- Born: January 1, 1897 Ostroda
- Died: November 13, 1980 (aged 83) Munich
- Burial place: Madrid's Cementerio Civil
- Occupation: Businessman
- Organization: Nazi Party

= Johannes Bernhardt =

Spanish-German businessman and SS member

Johannes Eberhard Franz Bernhardt (1 January 1897 – 13 November 1980) was a Spanish-German businessman and SS member. He played an important role during the Spanish Civil War and was chief link between Germany and Spain. He reached the rank of SS general.

After the outbreak of the Spanish Civil War, he played an important role in sending German weapons and supplies to the rebel forces. He was one of the architects of German military and economic aid to Franco's Spain. During the war he also organized a small business empire that he put at the service of the Third Reich. He would also receive the honorary rank of Oberführer.

== Biography ==
He was born on January 1, 1897, in Ostroda (then East Prussia). His father, a merchant, died when Bernhardt was a few years old. Between 1906 and 1914, he studied at Ratibor where his family had moved.

### EXTRACTED DATA
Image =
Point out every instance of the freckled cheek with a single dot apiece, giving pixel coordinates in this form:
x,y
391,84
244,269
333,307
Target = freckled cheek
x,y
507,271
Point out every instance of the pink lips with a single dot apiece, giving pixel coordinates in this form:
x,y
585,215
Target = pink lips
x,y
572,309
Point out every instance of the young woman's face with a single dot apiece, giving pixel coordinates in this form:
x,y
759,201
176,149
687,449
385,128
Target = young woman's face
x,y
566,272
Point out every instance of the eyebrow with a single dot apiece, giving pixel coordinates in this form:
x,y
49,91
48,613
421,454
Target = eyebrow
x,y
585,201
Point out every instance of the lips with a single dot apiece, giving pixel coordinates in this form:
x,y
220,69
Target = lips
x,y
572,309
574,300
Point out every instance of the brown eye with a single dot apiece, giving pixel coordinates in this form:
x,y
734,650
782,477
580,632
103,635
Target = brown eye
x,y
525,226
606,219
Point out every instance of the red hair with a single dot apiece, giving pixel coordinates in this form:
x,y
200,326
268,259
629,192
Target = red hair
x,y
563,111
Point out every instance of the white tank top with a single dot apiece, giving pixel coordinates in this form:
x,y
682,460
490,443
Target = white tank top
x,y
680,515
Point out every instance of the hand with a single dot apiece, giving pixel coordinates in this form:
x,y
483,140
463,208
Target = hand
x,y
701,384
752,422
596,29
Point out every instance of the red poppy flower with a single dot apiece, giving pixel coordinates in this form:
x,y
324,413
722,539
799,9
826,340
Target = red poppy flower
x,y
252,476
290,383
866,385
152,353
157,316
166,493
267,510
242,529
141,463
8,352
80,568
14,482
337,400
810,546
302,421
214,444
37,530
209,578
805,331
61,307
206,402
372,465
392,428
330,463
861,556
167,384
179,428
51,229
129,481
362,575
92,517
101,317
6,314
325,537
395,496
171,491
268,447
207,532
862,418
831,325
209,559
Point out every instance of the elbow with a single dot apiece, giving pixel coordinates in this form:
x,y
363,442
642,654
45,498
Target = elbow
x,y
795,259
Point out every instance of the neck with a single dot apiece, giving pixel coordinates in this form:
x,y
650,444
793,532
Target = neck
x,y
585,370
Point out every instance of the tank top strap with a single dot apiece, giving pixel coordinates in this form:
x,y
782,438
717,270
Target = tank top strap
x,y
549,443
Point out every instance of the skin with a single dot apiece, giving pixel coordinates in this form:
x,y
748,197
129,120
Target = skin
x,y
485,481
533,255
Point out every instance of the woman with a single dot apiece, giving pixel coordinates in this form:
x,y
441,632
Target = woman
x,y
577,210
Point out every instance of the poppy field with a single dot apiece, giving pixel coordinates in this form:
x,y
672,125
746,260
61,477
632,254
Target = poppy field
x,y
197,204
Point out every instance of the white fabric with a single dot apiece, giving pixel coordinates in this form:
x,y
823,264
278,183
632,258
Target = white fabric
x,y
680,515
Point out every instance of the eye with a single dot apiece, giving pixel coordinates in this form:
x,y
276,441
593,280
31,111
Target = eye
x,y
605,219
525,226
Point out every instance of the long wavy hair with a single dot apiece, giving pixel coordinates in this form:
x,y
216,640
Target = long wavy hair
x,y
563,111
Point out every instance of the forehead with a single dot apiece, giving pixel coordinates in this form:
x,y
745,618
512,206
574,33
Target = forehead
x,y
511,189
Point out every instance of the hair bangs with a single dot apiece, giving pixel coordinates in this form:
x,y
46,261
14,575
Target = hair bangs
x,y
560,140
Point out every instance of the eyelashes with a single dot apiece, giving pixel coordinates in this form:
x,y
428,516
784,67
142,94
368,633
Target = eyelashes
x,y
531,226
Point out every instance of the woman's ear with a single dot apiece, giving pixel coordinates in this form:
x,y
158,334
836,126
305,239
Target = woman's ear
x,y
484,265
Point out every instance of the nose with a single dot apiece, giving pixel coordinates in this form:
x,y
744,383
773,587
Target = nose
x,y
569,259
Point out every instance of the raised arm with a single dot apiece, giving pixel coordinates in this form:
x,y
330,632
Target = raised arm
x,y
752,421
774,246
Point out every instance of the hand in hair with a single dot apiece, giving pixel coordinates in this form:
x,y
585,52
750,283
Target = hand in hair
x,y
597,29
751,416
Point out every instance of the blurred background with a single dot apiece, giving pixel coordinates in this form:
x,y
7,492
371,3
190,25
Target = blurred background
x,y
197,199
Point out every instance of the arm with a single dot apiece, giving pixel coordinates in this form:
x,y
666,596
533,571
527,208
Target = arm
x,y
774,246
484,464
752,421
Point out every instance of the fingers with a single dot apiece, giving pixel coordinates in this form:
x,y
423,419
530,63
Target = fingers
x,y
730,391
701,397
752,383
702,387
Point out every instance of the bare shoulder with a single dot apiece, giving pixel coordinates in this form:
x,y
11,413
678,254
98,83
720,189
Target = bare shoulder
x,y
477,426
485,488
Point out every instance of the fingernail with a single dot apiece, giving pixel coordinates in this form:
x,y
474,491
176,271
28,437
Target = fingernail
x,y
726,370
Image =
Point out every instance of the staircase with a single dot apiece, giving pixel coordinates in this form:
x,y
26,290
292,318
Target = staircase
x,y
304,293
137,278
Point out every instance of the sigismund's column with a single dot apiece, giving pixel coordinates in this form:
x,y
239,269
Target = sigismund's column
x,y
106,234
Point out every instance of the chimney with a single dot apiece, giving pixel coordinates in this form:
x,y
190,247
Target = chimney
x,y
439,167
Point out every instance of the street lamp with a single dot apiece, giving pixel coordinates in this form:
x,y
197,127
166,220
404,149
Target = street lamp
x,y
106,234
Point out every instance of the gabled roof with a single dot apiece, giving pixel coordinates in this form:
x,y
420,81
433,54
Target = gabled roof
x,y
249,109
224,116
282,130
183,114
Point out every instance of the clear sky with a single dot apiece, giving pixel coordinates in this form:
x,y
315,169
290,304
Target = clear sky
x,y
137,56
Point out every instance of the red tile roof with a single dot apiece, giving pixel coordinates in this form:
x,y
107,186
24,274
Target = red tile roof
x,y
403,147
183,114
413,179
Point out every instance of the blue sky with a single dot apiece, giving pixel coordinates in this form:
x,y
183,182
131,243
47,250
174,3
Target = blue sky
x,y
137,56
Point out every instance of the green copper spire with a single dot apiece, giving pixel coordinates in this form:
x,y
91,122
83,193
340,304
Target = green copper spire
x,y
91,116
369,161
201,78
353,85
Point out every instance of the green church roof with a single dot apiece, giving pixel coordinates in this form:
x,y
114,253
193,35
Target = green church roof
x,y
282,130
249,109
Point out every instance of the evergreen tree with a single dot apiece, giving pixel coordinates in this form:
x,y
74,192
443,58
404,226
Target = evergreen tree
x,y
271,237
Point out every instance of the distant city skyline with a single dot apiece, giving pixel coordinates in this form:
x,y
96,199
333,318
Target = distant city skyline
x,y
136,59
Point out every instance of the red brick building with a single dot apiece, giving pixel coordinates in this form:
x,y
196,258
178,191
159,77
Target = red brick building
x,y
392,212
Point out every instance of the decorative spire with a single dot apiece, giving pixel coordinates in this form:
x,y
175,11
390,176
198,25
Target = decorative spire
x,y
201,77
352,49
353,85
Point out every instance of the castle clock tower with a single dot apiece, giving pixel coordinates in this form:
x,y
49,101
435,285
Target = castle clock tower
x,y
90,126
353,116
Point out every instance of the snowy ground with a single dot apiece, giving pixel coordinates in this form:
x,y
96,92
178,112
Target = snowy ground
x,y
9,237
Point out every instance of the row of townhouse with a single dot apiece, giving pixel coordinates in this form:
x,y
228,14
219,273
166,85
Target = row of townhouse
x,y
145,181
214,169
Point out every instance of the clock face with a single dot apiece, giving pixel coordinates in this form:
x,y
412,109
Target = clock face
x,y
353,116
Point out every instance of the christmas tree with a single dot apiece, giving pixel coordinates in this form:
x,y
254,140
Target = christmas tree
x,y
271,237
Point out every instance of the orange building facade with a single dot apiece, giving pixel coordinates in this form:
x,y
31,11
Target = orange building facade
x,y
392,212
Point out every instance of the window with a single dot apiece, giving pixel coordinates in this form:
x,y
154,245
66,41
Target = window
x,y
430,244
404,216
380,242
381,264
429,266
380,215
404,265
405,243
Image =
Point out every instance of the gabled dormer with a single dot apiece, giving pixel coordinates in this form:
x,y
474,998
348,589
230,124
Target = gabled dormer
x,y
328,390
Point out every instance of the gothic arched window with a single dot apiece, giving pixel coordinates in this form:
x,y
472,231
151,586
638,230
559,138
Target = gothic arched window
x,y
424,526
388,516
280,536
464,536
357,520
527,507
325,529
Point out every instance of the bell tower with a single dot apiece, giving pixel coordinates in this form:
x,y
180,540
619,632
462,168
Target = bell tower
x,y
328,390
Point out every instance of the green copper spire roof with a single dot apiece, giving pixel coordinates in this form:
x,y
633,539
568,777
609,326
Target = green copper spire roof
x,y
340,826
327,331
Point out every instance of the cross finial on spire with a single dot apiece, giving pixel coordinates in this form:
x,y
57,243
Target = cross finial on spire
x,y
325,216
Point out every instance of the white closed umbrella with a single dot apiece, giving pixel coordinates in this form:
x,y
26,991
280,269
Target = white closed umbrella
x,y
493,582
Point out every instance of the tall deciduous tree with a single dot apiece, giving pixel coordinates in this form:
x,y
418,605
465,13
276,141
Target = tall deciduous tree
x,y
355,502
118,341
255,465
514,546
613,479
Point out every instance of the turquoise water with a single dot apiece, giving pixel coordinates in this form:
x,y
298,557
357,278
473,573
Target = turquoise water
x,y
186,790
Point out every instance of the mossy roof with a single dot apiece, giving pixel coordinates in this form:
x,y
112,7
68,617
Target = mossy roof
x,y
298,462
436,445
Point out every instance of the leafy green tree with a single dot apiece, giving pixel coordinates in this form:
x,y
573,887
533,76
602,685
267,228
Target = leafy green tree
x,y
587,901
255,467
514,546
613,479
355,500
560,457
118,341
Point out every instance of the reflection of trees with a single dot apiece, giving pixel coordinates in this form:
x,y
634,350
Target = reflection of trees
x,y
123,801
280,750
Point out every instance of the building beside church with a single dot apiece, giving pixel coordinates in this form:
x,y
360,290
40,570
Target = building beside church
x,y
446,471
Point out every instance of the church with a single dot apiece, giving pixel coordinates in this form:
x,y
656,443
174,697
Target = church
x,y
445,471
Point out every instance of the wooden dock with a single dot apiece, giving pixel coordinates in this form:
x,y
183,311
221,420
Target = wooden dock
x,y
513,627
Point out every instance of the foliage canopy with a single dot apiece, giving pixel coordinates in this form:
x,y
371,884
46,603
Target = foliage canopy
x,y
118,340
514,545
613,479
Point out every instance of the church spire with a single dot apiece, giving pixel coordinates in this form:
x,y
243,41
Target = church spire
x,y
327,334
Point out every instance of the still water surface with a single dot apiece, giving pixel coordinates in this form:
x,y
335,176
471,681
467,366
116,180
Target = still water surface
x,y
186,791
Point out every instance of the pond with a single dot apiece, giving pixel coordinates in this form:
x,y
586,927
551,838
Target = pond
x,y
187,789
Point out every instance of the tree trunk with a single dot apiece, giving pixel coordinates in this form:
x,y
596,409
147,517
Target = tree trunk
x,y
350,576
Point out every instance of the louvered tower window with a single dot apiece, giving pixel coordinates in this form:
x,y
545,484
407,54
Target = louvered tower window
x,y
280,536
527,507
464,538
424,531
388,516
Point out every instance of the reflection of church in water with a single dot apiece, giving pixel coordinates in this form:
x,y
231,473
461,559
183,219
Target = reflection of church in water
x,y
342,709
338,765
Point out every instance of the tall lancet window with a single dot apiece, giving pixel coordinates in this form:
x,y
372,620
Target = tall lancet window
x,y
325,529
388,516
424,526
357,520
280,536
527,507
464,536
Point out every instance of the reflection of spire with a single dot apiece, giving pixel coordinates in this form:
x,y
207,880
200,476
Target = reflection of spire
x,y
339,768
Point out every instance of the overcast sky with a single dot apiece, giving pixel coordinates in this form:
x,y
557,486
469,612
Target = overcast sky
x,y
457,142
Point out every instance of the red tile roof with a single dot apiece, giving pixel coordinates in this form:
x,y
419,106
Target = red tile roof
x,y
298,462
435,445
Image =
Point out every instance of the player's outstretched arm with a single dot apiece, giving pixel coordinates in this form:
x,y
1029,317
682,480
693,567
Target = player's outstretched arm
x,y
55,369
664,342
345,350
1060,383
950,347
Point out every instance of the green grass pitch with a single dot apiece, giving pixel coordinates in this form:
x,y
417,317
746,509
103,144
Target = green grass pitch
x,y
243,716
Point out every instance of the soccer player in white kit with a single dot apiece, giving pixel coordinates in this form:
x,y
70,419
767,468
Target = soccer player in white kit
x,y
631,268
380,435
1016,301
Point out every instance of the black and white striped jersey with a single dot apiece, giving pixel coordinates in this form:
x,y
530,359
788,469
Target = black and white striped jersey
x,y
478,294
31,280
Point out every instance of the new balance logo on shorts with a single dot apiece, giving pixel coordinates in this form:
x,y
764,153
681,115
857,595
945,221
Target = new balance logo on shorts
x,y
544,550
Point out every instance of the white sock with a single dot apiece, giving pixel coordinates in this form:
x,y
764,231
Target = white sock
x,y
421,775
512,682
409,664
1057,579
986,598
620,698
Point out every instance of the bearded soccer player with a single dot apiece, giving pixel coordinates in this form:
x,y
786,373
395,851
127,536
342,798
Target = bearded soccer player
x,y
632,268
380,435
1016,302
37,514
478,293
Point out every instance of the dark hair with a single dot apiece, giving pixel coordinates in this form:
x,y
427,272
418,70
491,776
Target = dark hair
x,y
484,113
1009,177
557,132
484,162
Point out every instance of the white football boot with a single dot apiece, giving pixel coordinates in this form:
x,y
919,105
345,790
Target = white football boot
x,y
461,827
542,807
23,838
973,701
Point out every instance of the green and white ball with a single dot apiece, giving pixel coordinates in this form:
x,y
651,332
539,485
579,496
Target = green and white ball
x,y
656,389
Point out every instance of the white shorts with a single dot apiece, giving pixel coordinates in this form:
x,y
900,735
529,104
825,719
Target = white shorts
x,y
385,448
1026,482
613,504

### ACTIVITY LIST
• a. Reproduce word for word the part of the Johannes Bernhardt article starting with "Johannes Eberhard Franz" and going on through "family had moved.".
• b. According to the Johannes Bernhardt article, what was his father's occupation?
• c. Extend the Johannes Bernhardt article past its last sentence, carrying the biography forward.
The lines after the Johannes Bernhardt article are separate material and have nothing to do with it.

### OUTPUTS FOR THE TASKS
• a.
Johannes Eberhard Franz Bernhardt (1 January 1897 – 13 November 1980) was a Spanish-German businessman and SS member. He played an important role during the Spanish Civil War and was chief link between Germany and Spain. He reached the rank of SS general.

After the outbreak of the Spanish Civil War, he played an important role in sending German weapons and supplies to the rebel forces. He was one of the architects of German military and economic aid to Franco's Spain. During the war he also organized a small business empire that he put at the service of the Third Reich. He would also receive the honorary rank of Oberführer.

== Biography ==
He was born on January 1, 1897, in Ostroda (then East Prussia). His father, a merchant, died when Bernhardt was a few years old. Between 1906 and 1914, he studied at Ratibor where his family had moved.

• b. His father was a merchant.

• c.
After the outbreak of the World War I, Bernhardt was recruited and fought on the Eastern Front. He would be given Iron Cross in recognition of his actions. After the war he became a prosperous businessman in Hamburg, where he owned a shipping company. His company collapsed due to crash of 1929, so he emigrated to Spanish Morocco. In Spanish Morocco, he was employed by H&O Wilmer. He became well-known person in colonial garrison circles and managed to create good relations with some Spanish army officers.

In April 1933, shortly after the Nazi takeover, Bernhardt joined the NSDAP/AO. He became a collaborator of the Sicherheitsdienst a year later.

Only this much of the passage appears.